### INPUT DATA
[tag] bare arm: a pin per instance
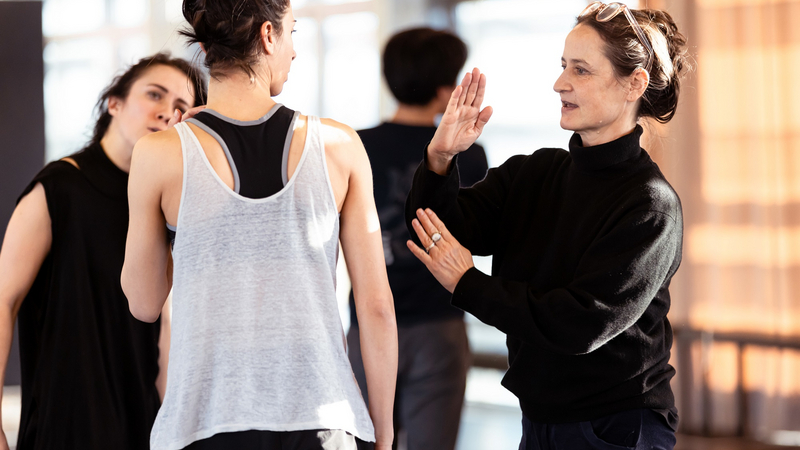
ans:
(164, 340)
(147, 273)
(25, 246)
(361, 243)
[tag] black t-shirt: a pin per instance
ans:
(88, 366)
(394, 153)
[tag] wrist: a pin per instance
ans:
(439, 162)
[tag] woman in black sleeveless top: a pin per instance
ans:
(89, 368)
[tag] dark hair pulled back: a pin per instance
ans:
(120, 87)
(627, 53)
(418, 61)
(230, 30)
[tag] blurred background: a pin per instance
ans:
(732, 153)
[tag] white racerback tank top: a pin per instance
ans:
(257, 343)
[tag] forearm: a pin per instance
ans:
(164, 340)
(7, 319)
(379, 353)
(440, 163)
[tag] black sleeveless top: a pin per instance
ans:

### WHAT YOU SHOULD DO
Pictures should not appear in the copy. Write out exactly the lines above from the first one through the line that contains "[tag] woman in".

### SOLVED PROBLEM
[tag] bare arm: a pin per instance
ans:
(164, 340)
(147, 273)
(25, 246)
(361, 243)
[tag] black t-shirt: a pin per instance
ans:
(88, 366)
(394, 153)
[tag] wrist: a pin per instance
ans:
(439, 162)
[tag] woman in black sleeveless top: a pin per instance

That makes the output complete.